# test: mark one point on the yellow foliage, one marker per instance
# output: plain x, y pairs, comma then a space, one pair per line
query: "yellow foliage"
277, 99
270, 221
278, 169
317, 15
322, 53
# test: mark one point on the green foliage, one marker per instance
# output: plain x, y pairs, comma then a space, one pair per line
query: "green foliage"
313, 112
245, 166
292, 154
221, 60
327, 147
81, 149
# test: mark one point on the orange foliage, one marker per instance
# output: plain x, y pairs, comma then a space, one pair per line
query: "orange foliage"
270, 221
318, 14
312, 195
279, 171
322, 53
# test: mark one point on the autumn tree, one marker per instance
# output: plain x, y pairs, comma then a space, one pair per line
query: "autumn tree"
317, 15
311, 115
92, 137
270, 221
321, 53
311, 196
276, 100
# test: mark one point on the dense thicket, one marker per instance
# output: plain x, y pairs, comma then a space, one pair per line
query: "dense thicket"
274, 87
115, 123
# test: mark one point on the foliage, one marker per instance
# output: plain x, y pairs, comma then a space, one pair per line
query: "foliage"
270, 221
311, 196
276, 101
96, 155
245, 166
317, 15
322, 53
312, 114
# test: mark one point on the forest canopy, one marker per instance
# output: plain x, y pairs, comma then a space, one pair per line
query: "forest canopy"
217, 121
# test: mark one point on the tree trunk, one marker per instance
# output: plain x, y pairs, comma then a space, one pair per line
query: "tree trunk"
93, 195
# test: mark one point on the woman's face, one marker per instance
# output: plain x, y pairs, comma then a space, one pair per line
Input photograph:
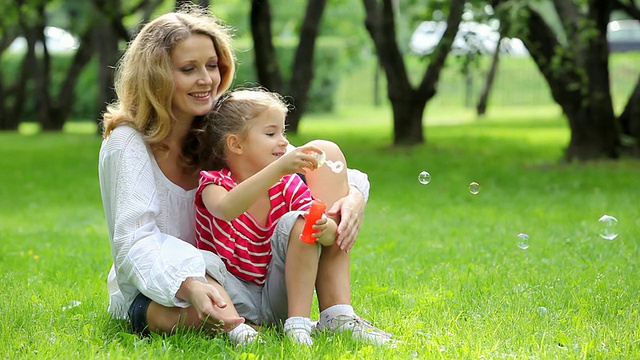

* Work required *
Would you write out all of the records exactly, omitting the pictures?

* Result of the task *
# test: mark one point on the yellow foliage, one marker per instance
# output: plain x, y pairs, comma then a space, one pair per line
query: "yellow foliage"
277, 99
270, 221
278, 169
317, 15
322, 53
# test: mark one point on the green foliage, one marker per instance
# output: plain x, y pairs, comma then a space, one pair per line
query: "green foliage"
313, 112
245, 166
292, 154
221, 60
327, 147
81, 149
# test: mark one point on the orange foliage, one marker per instance
# output: plain x, y pairs, comma then a space, one pair per line
query: "orange foliage"
270, 221
318, 14
312, 195
279, 171
322, 53
# test: mark one point on the autumn tree, one marker per instance
# output: plain x, y pairs, comma then a space, one pair per line
query: "autumn tree"
317, 15
311, 115
92, 137
270, 221
321, 53
311, 196
276, 100
# test: mark one point on the dense thicket, one marker per instance
# output: plain x, y pairs, comma then a space, one pair per line
query: "dense thicket"
274, 87
115, 123
# test: mark one point on the foliage, one marker per instance
# output: plain x, y pairs, comma then a space, one pair per line
query: "foliage"
270, 221
311, 196
276, 101
96, 155
245, 166
317, 15
322, 53
312, 114
# test: mark one point on the forest canopy, one marker per instance
# output: plain x, y pairs, comma then a space, one pair per line
query: "forest canopy"
217, 121
# test: mark one point on the tree trunk, one marker per instance
# output: plain x, y pairs, comma then a space, one pair per line
query: "tree trunk"
93, 195
# test: mark one point on the woman's face, one marker per instance
# output: plain x, y pairs, comma then a space, one pair per line
Input photograph:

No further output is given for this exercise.